Don Quichotte chez la Duchesse, op. 97, est un opéra (ou opéra-ballet ou comédie-ballet) baroque du compositeur français Joseph Bodin de Boismortier sur un livret de Charles-Simon Favart, créé en 1743 à Paris. L'histoire s'inspire du roman homonyme de Miguel de Cervantes.

Historique[modifier | modifier le code]

Cet opéra est joué deux ans avant la première représentation de Platée de Jean-Philippe Rameau, qui aura lieu le 31 mars 1745 à Versailles, autre opéra comique de par le caractère burlesque de son personnage principal homonyme. En parallèle, le librettiste Charles-Simon Favart donnait, un an auparavant et à l'Académie Royale de Musique, une parodie d'Hippolyte et Aricie également de ce compositeur. Joseph Bodin de Boismortier et le librettiste se rencontrent à la Foire Saint-Laurent car le compositeur y est embauché comme sous-chef et Charles-Simon Favart comme metteur en scène. Ils décident de s'associer pour écrire un opéra-comique[1]. Don Quichotte est le premier ouvrage du genre de l'opéra écrit par le compositeur et le deuxième livret de Favart[2]. Il est composé pour le Carnaval de Paris de 1743 pour servir une commande royale[3],[2].

L'opéra est créé le 12 février 1743 à l'Académie Royale de Paris dans la Grande Salle du Théâtre du Palais-Royal[4]. Lors de cette première représentation, l'opéra ballet est suivi d'une reprise des Amours de Ragonde, de Mouret[5].

Postérité[modifier | modifier le code]

L'ouvrage a vraisemblablement joui d'une forte popularité après sa création. Il a offert au compositeur un de ses premiers et plus grands succès ainsi qu'une renommée qui lui permit de vivre de sa musique[6]. L'ouvrage a notamment été interprété par les célèbres soprano et danseuse du XVIIIe siècle Marie Fel et Marie-Anne de Camargo.

Une parodie de l'ouvrage paraît peu après sous le nom de Don Quichotte Polichinelle, composée par Adrien-Joseph Le Valois d'Orville. Elle fut jouée en 1743 au Théâtre de Marionnettes de la Foire Saint-Germain[5].

Aujourd'hui[modifier | modifier le code]

Une version de concert est donnée à la BBC le 9 février 1973, avec Felicity Palmer, Christine Clarke, Philip Langridge, Neil Jenkins, Michael Rippon et dirigée par Roger Norrington[7].

--------

[CONSIGNE]
Transcrivez fidèlement le passage du texte consacré à Don Quichotte chez la Duchesse qui commence par « Cet opéra est » et se poursuit jusqu'à « une commande royale[3],[2]. ». Appuyez-vous uniquement sur le texte consacré à Don Quichotte chez la Duchesse.

--------

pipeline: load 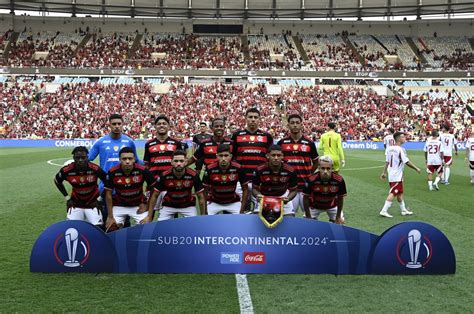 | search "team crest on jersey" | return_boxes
[258,196,283,228]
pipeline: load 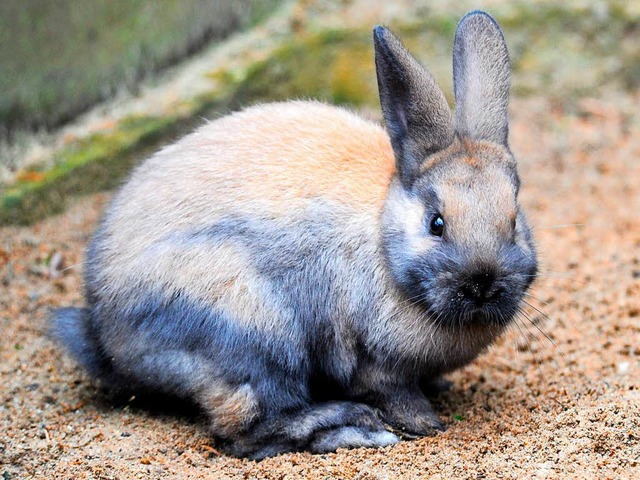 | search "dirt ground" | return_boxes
[0,93,640,480]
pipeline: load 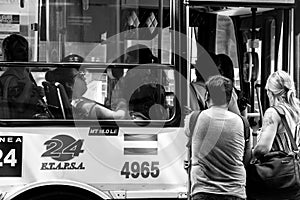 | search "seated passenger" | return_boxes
[112,44,168,120]
[0,34,46,119]
[46,54,126,119]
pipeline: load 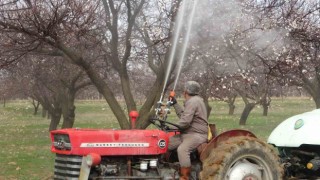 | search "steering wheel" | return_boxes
[150,118,181,132]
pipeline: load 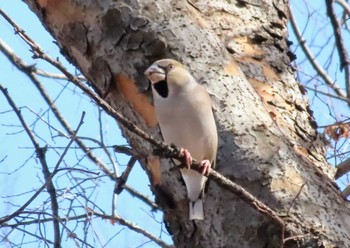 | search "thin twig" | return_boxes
[114,157,137,195]
[335,0,350,17]
[289,4,347,98]
[326,0,350,99]
[0,7,284,238]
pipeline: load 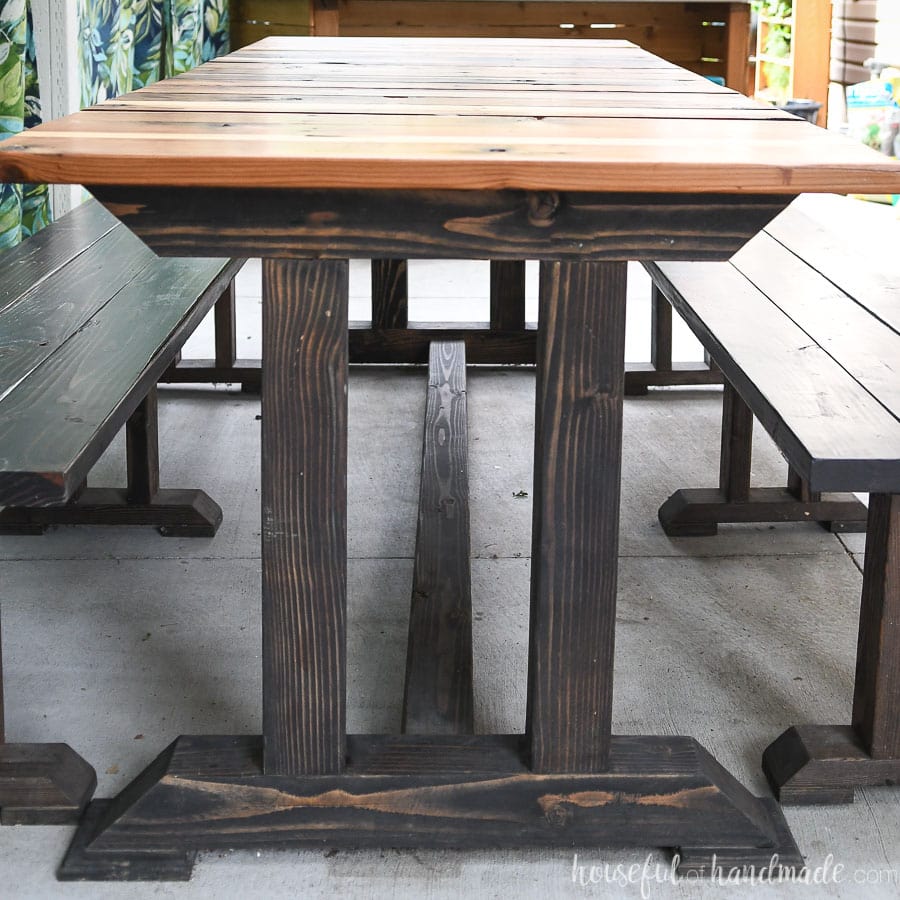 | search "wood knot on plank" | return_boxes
[528,191,561,228]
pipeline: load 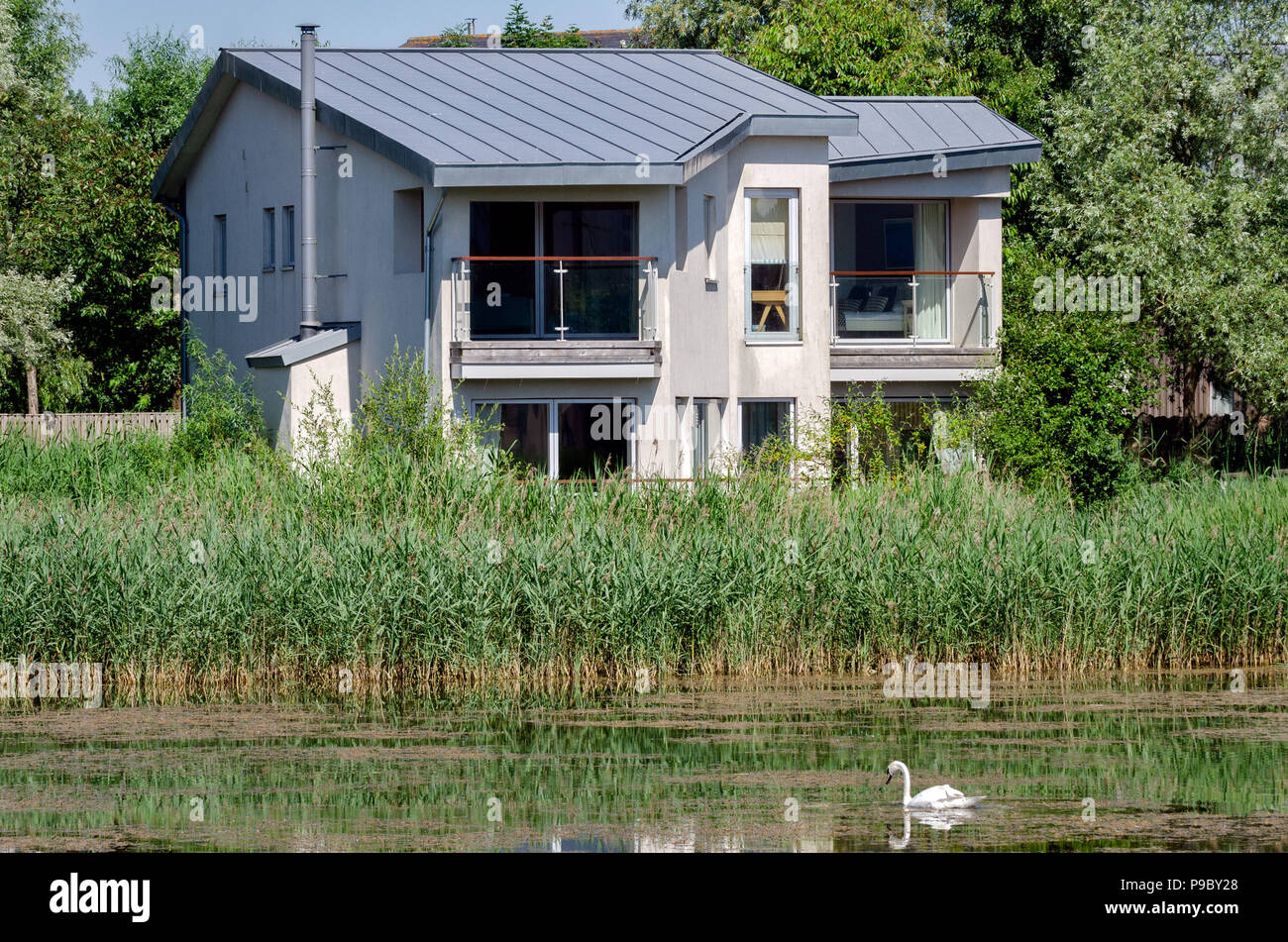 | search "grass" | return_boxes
[0,422,1288,687]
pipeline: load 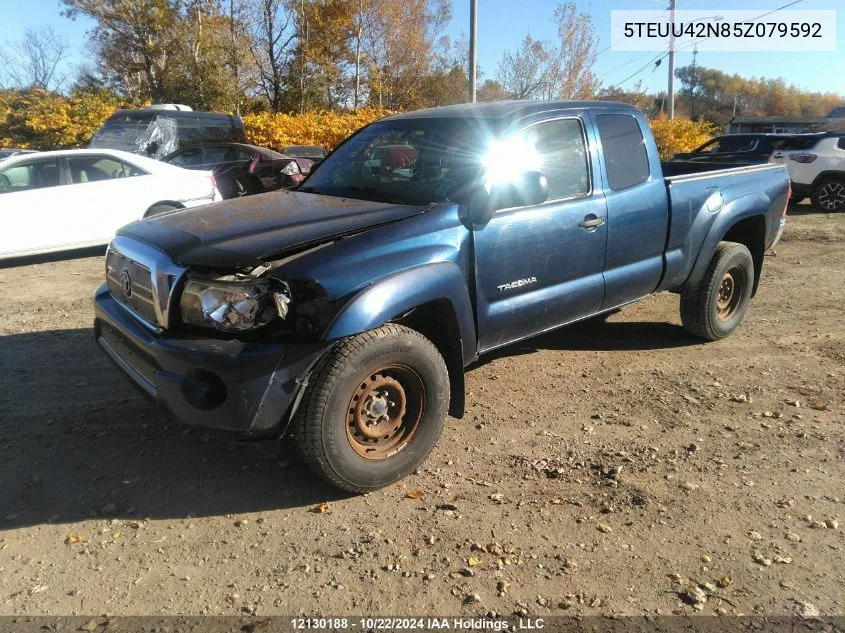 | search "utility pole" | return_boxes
[666,0,675,121]
[469,0,478,103]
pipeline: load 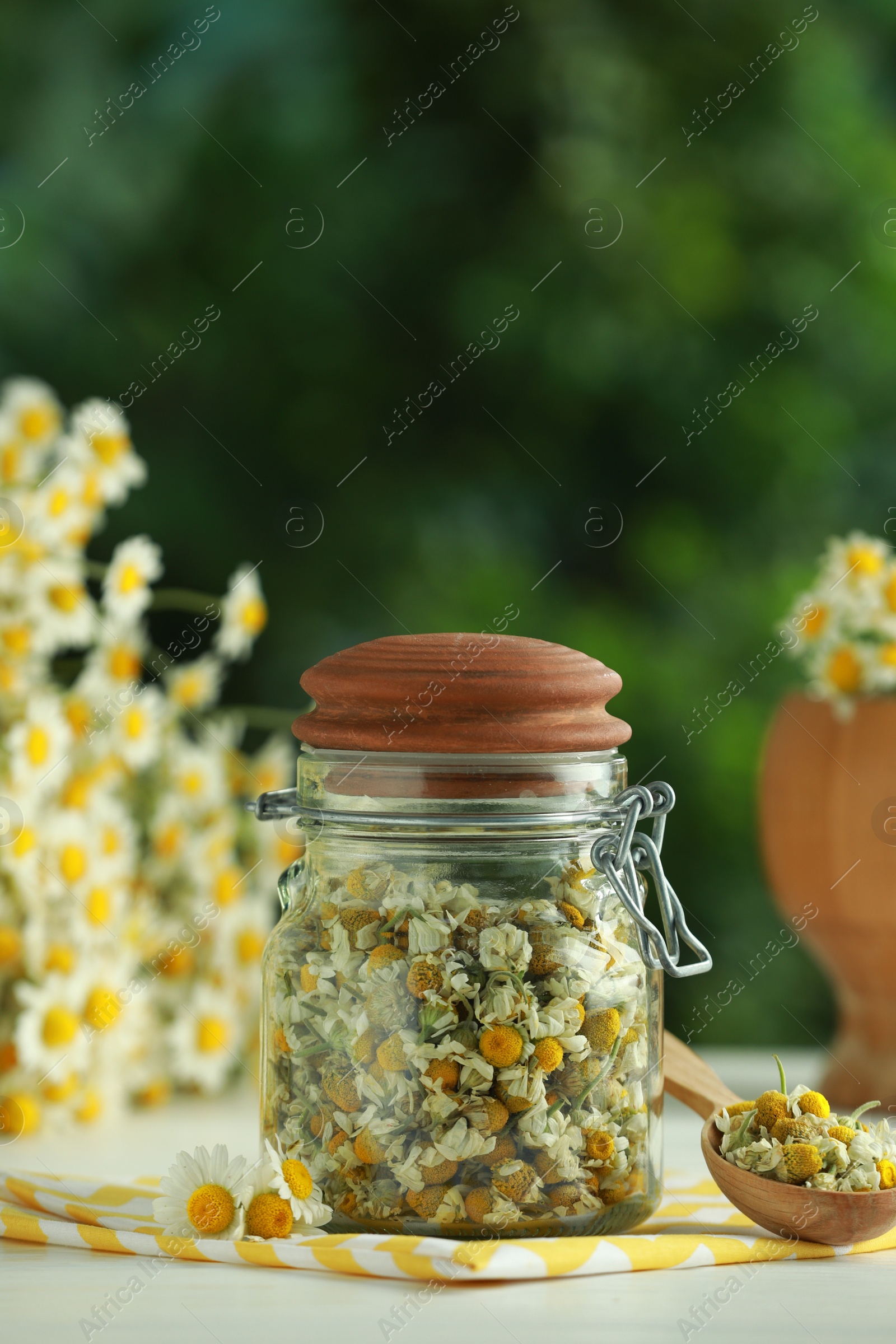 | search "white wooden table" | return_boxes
[0,1049,896,1344]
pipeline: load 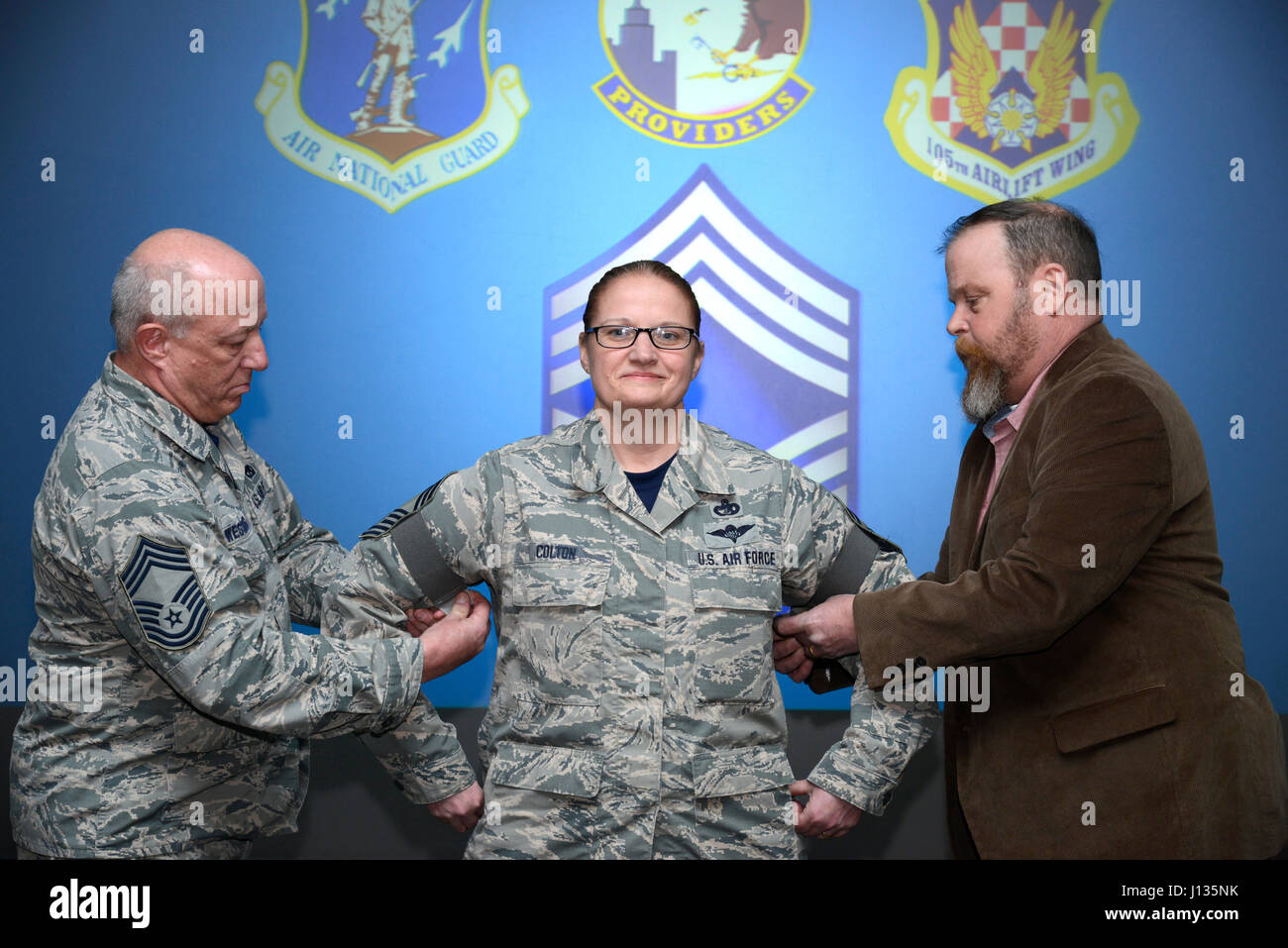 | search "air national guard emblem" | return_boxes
[595,0,814,149]
[885,0,1140,203]
[255,0,528,213]
[120,537,210,651]
[542,164,859,504]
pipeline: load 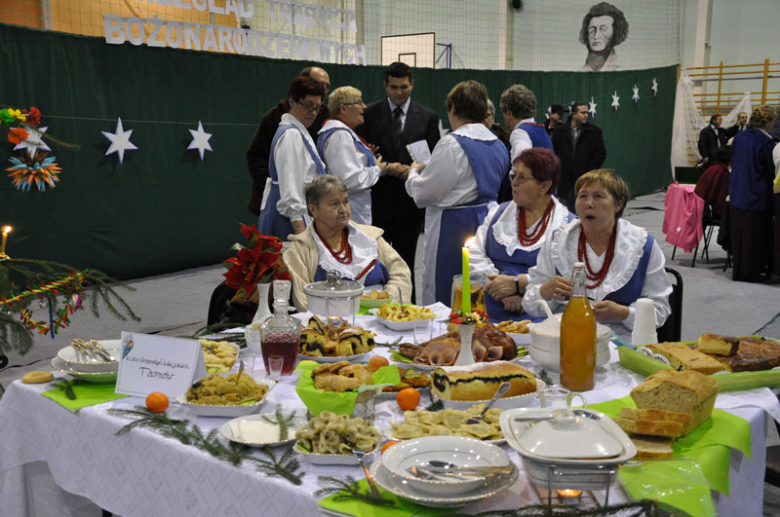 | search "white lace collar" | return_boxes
[451,123,497,141]
[311,222,379,283]
[550,219,647,301]
[492,197,569,255]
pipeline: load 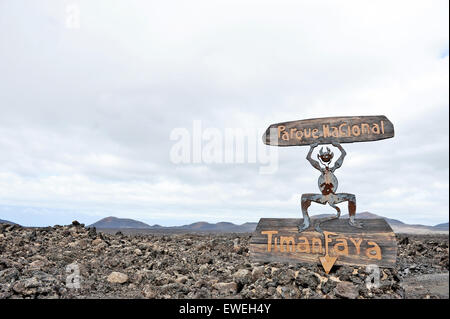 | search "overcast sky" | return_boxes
[0,0,449,226]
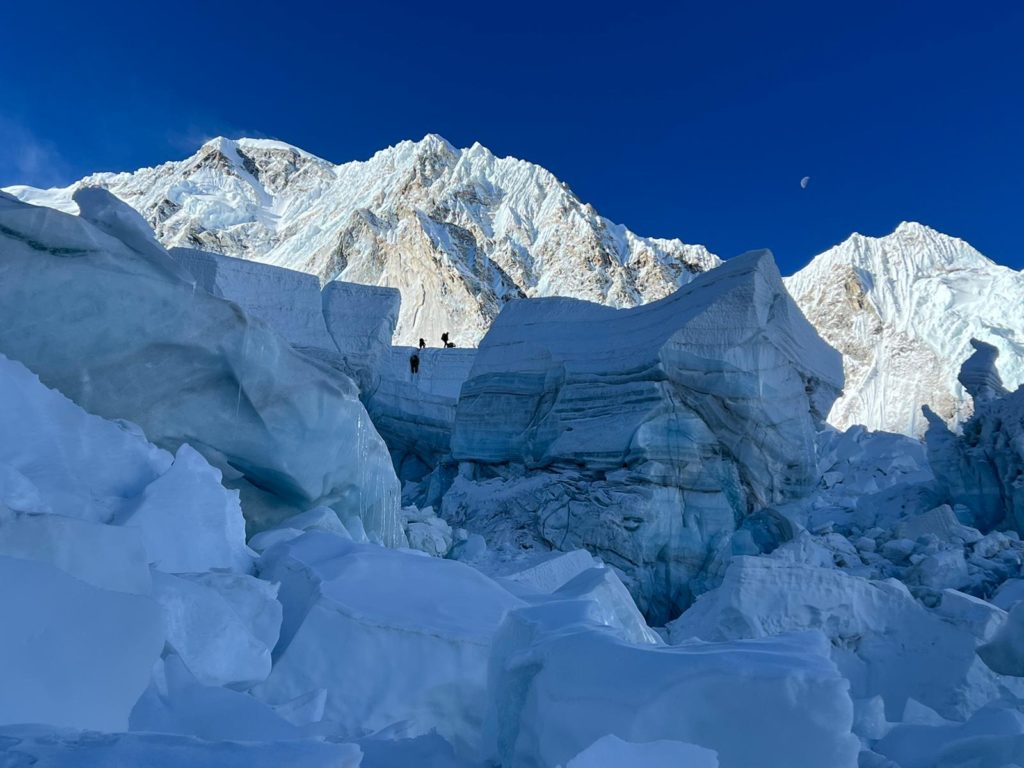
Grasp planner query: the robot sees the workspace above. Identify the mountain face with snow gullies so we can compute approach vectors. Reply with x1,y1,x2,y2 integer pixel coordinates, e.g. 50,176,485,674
785,222,1024,436
9,135,720,346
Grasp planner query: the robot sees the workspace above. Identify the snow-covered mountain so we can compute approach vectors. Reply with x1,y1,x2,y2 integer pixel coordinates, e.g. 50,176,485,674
8,140,1024,436
786,222,1024,436
8,135,720,346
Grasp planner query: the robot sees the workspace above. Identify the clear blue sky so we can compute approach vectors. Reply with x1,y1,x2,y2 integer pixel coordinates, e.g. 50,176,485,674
0,0,1024,271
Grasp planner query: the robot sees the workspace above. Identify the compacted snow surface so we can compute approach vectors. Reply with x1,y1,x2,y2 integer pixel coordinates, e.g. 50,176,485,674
0,174,1024,768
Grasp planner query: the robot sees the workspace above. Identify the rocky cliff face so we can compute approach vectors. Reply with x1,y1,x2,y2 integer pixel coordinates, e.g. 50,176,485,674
13,135,719,346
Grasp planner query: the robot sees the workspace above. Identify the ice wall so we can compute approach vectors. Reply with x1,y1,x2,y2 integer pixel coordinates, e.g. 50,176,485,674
924,339,1024,531
0,190,399,543
367,347,476,479
444,251,843,616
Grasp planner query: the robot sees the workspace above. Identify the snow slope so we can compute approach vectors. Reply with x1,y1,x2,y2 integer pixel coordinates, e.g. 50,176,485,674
8,135,719,346
785,222,1024,436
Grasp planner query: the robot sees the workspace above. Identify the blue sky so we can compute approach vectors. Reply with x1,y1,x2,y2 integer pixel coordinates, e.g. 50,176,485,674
0,0,1024,272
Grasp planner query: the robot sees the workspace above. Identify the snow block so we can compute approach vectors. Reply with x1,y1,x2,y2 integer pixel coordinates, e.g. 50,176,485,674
0,556,164,731
253,531,521,752
485,605,860,768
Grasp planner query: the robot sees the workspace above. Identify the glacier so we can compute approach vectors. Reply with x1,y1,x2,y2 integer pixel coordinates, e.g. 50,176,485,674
6,157,1024,768
442,252,843,618
0,188,399,544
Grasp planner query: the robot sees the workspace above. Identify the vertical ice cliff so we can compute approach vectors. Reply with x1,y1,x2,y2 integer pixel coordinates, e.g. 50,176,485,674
925,340,1024,532
785,223,1024,436
0,189,400,544
11,135,719,346
444,251,843,616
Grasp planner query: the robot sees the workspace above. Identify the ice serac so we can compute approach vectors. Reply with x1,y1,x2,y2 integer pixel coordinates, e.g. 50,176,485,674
443,251,843,620
484,604,859,768
168,248,399,397
4,135,719,346
322,280,401,398
0,190,400,544
168,248,334,349
670,556,1015,720
253,530,522,754
0,556,164,731
367,346,476,480
925,342,1024,532
786,222,1024,437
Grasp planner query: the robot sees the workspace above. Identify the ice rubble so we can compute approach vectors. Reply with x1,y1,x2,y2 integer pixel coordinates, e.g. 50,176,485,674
0,189,399,544
6,183,1024,768
443,252,843,617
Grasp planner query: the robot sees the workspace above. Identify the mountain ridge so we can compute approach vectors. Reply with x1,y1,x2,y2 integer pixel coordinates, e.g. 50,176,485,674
4,134,720,345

--------

[RÉSULTAT ATTENDU]
Cet opéra est joué deux ans avant la première représentation de Platée de Jean-Philippe Rameau, qui aura lieu le 31 mars 1745 à Versailles, autre opéra comique de par le caractère burlesque de son personnage principal homonyme. En parallèle, le librettiste Charles-Simon Favart donnait, un an auparavant et à l'Académie Royale de Musique, une parodie d'Hippolyte et Aricie également de ce compositeur. Joseph Bodin de Boismortier et le librettiste se rencontrent à la Foire Saint-Laurent car le compositeur y est embauché comme sous-chef et Charles-Simon Favart comme metteur en scène. Ils décident de s'associer pour écrire un opéra-comique[1]. Don Quichotte est le premier ouvrage du genre de l'opéra écrit par le compositeur et le deuxième livret de Favart[2]. Il est composé pour le Carnaval de Paris de 1743 pour servir une commande royale[3],[2].